SCHRIFTLICHE AUFGABE: Gib die Zeilen der Einträge unten unverändert wieder, von der Zeile mit „Confirm that each instance of the hair“ bis zum Ende der Einträge, beide Enden eingeschlossen.

═════ EINTRÄGE ═════

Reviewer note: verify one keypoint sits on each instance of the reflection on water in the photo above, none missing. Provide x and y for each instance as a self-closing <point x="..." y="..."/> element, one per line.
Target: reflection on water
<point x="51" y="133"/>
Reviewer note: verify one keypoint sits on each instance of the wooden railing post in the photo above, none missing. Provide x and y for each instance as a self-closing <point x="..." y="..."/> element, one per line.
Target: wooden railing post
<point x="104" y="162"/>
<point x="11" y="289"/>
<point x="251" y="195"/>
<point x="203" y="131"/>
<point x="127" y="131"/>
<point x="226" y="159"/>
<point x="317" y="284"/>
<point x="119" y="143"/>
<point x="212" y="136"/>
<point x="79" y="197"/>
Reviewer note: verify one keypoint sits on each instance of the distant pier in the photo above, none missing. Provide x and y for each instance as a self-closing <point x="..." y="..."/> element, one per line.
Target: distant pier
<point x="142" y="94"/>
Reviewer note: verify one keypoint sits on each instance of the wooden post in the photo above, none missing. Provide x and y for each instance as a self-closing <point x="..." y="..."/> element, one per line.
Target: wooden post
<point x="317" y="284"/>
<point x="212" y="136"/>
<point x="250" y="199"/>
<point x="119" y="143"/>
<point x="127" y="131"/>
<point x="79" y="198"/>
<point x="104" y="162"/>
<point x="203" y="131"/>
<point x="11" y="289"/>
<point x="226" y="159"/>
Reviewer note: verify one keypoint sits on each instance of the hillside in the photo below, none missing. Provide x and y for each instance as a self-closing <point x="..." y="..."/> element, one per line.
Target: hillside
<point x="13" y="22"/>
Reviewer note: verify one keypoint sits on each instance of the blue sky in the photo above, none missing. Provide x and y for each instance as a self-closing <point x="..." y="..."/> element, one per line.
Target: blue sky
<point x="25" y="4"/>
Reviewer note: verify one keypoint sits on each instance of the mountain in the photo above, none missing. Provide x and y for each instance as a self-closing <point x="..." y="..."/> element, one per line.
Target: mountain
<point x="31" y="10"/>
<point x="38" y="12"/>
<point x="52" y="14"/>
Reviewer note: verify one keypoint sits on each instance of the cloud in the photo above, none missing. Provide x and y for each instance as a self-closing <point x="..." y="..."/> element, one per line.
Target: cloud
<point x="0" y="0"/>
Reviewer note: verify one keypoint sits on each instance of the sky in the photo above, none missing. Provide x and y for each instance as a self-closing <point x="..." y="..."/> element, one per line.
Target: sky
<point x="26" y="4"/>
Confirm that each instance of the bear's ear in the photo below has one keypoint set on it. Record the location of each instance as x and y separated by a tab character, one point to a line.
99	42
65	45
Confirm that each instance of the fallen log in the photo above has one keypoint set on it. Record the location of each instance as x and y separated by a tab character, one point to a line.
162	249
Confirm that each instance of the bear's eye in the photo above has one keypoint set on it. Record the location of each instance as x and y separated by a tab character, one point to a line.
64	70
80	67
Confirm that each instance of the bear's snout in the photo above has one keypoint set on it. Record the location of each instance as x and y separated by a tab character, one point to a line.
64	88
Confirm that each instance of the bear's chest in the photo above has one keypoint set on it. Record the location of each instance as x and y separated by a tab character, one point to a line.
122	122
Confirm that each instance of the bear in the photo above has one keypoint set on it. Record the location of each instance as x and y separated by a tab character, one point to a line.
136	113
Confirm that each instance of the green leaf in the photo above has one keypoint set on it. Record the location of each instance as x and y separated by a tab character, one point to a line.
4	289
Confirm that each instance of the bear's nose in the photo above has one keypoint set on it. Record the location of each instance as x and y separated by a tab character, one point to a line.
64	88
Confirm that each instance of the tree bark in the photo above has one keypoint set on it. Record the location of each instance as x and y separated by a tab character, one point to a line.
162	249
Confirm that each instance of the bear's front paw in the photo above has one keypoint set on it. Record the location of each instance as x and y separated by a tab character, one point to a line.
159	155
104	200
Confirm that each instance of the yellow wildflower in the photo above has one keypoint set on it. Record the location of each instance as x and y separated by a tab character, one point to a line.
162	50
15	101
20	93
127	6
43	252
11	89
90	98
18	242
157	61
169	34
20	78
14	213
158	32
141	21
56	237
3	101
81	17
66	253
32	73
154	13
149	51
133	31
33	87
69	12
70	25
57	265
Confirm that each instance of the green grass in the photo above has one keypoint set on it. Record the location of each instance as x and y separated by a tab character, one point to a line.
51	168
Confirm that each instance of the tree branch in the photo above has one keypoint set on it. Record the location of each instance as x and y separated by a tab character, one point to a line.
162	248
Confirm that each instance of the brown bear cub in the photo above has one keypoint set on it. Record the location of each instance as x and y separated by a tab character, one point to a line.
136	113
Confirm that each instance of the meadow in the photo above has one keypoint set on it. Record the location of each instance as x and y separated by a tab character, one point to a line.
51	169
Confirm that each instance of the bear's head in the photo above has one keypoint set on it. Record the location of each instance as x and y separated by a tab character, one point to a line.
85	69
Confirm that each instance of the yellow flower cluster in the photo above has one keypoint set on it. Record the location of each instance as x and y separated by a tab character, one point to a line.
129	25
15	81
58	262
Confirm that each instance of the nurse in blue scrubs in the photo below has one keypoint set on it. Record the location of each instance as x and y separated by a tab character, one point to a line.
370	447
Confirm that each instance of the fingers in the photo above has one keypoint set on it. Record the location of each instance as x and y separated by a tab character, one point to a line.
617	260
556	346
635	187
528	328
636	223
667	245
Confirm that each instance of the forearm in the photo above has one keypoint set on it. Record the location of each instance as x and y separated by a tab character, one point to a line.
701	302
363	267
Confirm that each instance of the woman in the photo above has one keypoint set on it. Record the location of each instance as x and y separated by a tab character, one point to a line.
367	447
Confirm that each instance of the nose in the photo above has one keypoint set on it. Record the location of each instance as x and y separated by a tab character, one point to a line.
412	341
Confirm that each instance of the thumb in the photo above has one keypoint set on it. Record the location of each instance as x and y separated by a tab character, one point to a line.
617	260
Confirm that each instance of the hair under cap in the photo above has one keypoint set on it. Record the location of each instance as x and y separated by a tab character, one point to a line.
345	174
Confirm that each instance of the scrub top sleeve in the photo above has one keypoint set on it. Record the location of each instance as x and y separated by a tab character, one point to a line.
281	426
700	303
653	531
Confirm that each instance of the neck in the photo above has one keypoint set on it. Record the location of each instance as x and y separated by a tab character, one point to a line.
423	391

═════

ANTWORT ZUR AUFGABE:
Confirm that each instance of the hair under cap in the photo above has one keypoint set on it. Record the location of each instance as x and y separated by a tab character, one point to a line.
345	174
Confirm that each instance of the scrub top sleeve in the photo above has one keypoint set on it. Record the location of each instance as x and y separated by a tab character, one point to a line.
281	426
700	303
653	531
Confirm that each instance of the neck in the photo above has one keypoint set on it. Record the location of each instance as x and y separated by a tab character, one point to a line.
423	391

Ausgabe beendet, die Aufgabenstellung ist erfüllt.